** Begin Data shown **

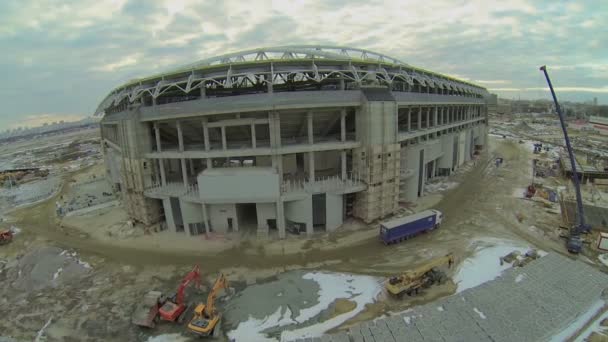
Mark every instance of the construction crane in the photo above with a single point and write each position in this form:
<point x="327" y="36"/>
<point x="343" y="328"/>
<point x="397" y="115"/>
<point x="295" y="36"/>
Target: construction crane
<point x="173" y="308"/>
<point x="156" y="306"/>
<point x="6" y="236"/>
<point x="205" y="321"/>
<point x="574" y="242"/>
<point x="422" y="276"/>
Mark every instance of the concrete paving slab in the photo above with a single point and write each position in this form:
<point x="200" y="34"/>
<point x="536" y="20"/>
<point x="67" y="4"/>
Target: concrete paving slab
<point x="552" y="292"/>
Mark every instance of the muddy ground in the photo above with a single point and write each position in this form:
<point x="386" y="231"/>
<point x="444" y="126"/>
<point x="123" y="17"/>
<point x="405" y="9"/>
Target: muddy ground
<point x="95" y="303"/>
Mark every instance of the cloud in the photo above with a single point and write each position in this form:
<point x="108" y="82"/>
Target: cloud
<point x="40" y="119"/>
<point x="68" y="56"/>
<point x="600" y="90"/>
<point x="121" y="63"/>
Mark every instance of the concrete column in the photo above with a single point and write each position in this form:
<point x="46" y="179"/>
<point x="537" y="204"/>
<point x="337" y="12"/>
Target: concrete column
<point x="309" y="222"/>
<point x="191" y="167"/>
<point x="157" y="135"/>
<point x="280" y="219"/>
<point x="311" y="166"/>
<point x="224" y="144"/>
<point x="180" y="136"/>
<point x="206" y="135"/>
<point x="163" y="178"/>
<point x="206" y="218"/>
<point x="310" y="127"/>
<point x="343" y="125"/>
<point x="169" y="215"/>
<point x="184" y="172"/>
<point x="343" y="163"/>
<point x="206" y="140"/>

** End Data shown **

▶ _Task instructions_:
Convert the lines of the records above, from the line containing "Mark every instance of the concrete paving" through the end of the records, into a JSON list of strings with one string per line, leaving out any blank lines.

▶ _Result_:
[
  "Mark every instance of the concrete paving slab in the photo above with a single point and write each position in this form:",
  "<point x=\"200\" y=\"34\"/>",
  "<point x=\"536\" y=\"20\"/>",
  "<point x=\"67\" y=\"4\"/>",
  "Target: concrete paving slab",
  "<point x=\"552\" y=\"292\"/>",
  "Mark every instance of the muddy ground in the photo above with a single point and write each position in this form:",
  "<point x=\"386\" y=\"231\"/>",
  "<point x=\"444\" y=\"126\"/>",
  "<point x=\"123\" y=\"17\"/>",
  "<point x=\"405\" y=\"9\"/>",
  "Target: muddy ground",
  "<point x=\"95\" y=\"303\"/>",
  "Mark every instance of the cloud in the photo above with a single point and write each position in this form:",
  "<point x=\"108\" y=\"82\"/>",
  "Target: cloud",
  "<point x=\"40\" y=\"119\"/>",
  "<point x=\"68\" y=\"56\"/>",
  "<point x=\"600\" y=\"90\"/>",
  "<point x=\"121\" y=\"63\"/>",
  "Mark every instance of the concrete column in the photo above with a single point and write each position in this form:",
  "<point x=\"46\" y=\"179\"/>",
  "<point x=\"537\" y=\"204\"/>",
  "<point x=\"337\" y=\"12\"/>",
  "Target: concrete column",
  "<point x=\"309\" y=\"222\"/>",
  "<point x=\"191\" y=\"167\"/>",
  "<point x=\"157\" y=\"135\"/>",
  "<point x=\"280\" y=\"219\"/>",
  "<point x=\"311\" y=\"166\"/>",
  "<point x=\"224\" y=\"144\"/>",
  "<point x=\"180\" y=\"136\"/>",
  "<point x=\"206\" y=\"135\"/>",
  "<point x=\"163\" y=\"178\"/>",
  "<point x=\"206\" y=\"218\"/>",
  "<point x=\"310\" y=\"127\"/>",
  "<point x=\"343\" y=\"125\"/>",
  "<point x=\"169\" y=\"215\"/>",
  "<point x=\"184\" y=\"172\"/>",
  "<point x=\"343\" y=\"163\"/>",
  "<point x=\"206\" y=\"140\"/>"
]